Riscrivi tutte le righe dei record, richieste comprese, moltiplicando per 0,75 ogni coordinata presente nelle risposte e arrotondando all'intero più vicino, con le metà per eccesso. Lascia invariati i numeri delle richieste e dei modelli di formato.

- [RECORD DELL'ESERCIZIO]:
━━━━━━━━━━━━━━━━

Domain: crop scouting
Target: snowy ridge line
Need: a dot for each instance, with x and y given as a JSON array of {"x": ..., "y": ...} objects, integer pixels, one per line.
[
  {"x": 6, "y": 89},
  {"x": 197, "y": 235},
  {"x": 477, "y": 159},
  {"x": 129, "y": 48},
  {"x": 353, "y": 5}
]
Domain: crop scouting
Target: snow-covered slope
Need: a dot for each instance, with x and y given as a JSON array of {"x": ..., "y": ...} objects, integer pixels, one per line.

━━━━━━━━━━━━━━━━

- [RISULTATO QUI SOTTO]:
Domain: crop scouting
Target: snowy ridge line
Need: a dot for each instance, with x and y given as a JSON array of {"x": ..., "y": ...} objects, integer pixels, one per line.
[
  {"x": 5, "y": 67},
  {"x": 148, "y": 176},
  {"x": 358, "y": 119},
  {"x": 97, "y": 36},
  {"x": 265, "y": 4}
]
Domain: crop scouting
Target: snow-covered slope
Need: a dot for each instance, with x and y given as a JSON array of {"x": ..., "y": ...} objects, integer pixels, one per line.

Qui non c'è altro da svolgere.